----- STORED DATA
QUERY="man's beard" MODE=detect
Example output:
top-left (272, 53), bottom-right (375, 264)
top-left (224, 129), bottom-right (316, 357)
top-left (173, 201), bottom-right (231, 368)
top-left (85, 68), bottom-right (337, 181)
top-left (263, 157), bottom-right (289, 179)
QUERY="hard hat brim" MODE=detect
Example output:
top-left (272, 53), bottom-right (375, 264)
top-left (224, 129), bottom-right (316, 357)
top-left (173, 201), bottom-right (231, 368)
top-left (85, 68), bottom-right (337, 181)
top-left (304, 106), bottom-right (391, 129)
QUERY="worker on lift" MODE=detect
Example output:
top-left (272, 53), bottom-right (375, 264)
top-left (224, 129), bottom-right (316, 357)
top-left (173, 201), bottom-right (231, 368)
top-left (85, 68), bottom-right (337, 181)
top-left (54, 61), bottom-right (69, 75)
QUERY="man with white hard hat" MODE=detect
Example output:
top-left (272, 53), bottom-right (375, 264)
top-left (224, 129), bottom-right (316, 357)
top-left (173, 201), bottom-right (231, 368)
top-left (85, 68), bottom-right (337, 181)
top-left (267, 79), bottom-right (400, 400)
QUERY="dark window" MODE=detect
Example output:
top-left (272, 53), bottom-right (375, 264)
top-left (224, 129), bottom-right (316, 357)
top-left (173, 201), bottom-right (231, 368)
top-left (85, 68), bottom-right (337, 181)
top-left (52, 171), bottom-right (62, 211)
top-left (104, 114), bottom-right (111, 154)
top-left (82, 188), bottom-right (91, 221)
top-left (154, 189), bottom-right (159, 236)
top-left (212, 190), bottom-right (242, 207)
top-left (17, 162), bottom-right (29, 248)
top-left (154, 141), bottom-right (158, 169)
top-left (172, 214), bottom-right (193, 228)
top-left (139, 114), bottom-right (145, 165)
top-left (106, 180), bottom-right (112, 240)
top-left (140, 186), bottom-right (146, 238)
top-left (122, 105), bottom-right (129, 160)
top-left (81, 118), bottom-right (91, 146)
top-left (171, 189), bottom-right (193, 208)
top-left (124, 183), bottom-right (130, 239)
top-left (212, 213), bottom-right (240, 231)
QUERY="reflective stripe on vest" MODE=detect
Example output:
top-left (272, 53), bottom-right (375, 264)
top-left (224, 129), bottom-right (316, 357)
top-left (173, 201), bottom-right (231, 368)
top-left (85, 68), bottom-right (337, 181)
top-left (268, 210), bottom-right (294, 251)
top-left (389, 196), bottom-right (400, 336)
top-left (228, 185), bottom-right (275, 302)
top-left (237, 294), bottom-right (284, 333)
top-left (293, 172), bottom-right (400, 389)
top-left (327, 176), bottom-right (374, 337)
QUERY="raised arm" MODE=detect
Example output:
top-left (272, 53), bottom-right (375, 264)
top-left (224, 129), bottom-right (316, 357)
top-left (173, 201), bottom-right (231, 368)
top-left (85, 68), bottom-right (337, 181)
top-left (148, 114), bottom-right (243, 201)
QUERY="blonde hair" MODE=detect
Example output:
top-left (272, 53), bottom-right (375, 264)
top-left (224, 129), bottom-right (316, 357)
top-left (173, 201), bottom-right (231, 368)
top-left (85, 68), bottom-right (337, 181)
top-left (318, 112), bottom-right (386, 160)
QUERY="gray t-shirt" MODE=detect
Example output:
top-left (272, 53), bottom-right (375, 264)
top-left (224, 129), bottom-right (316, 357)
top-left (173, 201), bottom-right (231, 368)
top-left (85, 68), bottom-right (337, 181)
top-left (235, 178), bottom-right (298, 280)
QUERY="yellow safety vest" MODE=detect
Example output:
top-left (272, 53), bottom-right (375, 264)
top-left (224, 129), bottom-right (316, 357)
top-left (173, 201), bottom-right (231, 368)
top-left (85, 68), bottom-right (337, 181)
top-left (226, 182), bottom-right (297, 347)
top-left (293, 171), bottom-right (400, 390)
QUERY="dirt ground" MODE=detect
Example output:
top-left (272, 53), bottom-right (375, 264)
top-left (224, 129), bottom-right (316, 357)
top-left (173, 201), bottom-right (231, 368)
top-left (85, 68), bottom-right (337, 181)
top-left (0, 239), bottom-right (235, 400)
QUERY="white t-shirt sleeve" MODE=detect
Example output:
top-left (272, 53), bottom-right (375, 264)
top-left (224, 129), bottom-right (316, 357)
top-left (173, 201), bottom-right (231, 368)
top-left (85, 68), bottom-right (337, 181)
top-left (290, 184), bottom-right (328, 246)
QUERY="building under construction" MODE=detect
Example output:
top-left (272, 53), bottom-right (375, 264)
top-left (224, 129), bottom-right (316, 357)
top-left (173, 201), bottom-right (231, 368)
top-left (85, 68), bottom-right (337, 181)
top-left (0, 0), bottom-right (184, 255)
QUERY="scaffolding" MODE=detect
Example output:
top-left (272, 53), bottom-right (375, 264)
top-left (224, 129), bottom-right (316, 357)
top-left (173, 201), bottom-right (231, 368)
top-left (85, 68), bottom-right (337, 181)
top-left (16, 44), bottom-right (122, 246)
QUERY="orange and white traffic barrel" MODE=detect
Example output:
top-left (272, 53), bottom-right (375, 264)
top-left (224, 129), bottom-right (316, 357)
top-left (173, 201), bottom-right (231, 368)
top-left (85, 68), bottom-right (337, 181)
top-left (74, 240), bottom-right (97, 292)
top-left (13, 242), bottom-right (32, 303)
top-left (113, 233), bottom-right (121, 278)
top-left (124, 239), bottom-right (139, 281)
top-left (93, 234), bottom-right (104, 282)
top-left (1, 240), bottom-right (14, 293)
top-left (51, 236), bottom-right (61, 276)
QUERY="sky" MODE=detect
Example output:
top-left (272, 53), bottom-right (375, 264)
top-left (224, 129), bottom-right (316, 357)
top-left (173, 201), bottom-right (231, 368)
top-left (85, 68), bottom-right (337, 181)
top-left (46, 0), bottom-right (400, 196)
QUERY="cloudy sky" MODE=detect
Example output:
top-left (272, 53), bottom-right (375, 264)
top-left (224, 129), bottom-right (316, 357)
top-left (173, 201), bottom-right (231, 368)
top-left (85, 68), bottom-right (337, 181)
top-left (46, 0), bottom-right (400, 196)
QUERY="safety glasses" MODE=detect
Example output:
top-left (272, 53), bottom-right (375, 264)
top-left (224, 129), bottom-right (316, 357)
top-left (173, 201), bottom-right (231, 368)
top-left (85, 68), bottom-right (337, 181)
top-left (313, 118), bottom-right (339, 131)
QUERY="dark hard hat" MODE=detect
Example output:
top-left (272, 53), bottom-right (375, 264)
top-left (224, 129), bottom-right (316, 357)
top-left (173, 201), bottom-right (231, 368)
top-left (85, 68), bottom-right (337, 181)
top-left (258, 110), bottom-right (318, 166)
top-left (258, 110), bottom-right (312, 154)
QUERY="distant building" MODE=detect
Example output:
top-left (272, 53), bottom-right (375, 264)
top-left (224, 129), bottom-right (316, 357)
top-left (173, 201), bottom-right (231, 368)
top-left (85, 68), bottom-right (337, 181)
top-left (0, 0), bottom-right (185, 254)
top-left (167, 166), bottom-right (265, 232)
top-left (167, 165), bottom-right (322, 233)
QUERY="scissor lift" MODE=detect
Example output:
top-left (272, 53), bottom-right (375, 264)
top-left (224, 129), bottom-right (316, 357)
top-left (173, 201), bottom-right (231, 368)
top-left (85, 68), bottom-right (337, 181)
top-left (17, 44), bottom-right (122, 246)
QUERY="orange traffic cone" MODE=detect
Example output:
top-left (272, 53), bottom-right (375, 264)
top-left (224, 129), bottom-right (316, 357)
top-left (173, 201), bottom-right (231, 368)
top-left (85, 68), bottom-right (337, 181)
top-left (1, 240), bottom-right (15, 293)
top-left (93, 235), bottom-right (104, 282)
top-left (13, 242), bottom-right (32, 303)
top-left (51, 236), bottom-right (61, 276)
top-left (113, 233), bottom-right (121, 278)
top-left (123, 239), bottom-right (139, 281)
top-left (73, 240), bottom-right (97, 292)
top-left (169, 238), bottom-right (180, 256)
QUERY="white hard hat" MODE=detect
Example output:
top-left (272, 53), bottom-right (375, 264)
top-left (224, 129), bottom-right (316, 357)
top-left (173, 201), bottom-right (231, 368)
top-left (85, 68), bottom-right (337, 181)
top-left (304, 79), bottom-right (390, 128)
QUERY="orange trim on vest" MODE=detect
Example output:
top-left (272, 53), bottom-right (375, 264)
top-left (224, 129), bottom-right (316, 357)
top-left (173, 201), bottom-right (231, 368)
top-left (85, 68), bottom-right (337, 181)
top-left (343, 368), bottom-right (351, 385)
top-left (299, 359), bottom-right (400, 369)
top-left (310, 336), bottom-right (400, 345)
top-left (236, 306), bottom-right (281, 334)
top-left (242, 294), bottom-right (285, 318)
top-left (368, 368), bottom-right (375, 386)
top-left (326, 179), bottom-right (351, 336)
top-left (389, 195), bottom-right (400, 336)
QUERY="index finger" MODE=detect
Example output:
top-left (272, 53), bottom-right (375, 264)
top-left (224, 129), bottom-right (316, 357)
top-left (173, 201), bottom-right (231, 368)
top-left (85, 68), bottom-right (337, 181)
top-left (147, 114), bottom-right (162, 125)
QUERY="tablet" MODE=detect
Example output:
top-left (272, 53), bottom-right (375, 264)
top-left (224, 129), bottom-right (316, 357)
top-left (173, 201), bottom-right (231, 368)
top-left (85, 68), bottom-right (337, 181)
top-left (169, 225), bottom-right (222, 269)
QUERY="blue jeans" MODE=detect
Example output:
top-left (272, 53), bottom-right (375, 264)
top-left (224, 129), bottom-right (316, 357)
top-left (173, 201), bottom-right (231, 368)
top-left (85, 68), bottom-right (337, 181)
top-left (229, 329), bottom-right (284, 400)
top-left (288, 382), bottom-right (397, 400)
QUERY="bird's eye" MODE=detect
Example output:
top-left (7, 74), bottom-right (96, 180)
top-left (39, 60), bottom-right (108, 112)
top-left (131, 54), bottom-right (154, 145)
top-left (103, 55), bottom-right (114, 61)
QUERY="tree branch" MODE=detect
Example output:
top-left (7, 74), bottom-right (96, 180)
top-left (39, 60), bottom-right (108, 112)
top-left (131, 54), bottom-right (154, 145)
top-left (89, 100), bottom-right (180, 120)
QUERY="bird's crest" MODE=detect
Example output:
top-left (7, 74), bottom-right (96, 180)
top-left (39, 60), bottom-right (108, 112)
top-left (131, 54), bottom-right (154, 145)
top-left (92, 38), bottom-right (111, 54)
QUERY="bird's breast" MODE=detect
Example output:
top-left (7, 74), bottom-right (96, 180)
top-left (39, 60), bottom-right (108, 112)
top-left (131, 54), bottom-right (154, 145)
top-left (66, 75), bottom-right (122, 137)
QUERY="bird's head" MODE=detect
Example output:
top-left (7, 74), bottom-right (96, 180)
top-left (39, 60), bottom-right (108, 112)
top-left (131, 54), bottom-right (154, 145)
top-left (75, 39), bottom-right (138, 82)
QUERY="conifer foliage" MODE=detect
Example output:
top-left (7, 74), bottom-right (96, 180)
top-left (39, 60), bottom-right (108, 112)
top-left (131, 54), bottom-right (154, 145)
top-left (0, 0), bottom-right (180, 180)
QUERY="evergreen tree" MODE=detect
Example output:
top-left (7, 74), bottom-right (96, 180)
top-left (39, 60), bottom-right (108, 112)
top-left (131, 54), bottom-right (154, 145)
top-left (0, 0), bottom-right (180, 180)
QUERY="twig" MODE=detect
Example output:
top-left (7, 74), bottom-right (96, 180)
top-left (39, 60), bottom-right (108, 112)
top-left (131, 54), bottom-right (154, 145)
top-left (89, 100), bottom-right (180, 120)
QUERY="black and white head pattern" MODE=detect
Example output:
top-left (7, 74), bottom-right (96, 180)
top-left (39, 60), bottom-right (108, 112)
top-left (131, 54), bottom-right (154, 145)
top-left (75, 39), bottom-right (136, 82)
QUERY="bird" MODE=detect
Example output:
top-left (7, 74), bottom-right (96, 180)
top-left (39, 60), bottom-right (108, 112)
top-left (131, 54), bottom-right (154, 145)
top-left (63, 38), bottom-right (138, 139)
----------
▶ **TASK DETAILS**:
Write out the entries word for word, starting at the first line and ending with the line that contains "top-left (267, 79), bottom-right (400, 400)", with both of those lines included.

▶ **OUTPUT FOR THIS EXERCISE**:
QUERY="man's beard" MODE=detect
Example output:
top-left (272, 53), bottom-right (375, 264)
top-left (224, 129), bottom-right (316, 357)
top-left (173, 201), bottom-right (231, 368)
top-left (85, 68), bottom-right (337, 181)
top-left (263, 157), bottom-right (289, 179)
QUERY="hard hat brim" MODE=detect
Example output:
top-left (272, 53), bottom-right (375, 264)
top-left (224, 129), bottom-right (316, 357)
top-left (173, 201), bottom-right (231, 368)
top-left (85, 68), bottom-right (337, 181)
top-left (304, 106), bottom-right (391, 129)
QUERY="worker on lift" MODE=detect
Example output:
top-left (272, 53), bottom-right (375, 264)
top-left (224, 129), bottom-right (316, 357)
top-left (173, 201), bottom-right (231, 368)
top-left (85, 68), bottom-right (337, 181)
top-left (54, 61), bottom-right (69, 75)
QUERY="man with white hard hat" MODE=detect
Example output:
top-left (272, 53), bottom-right (375, 264)
top-left (224, 129), bottom-right (316, 357)
top-left (173, 201), bottom-right (231, 368)
top-left (85, 68), bottom-right (337, 181)
top-left (267, 79), bottom-right (400, 400)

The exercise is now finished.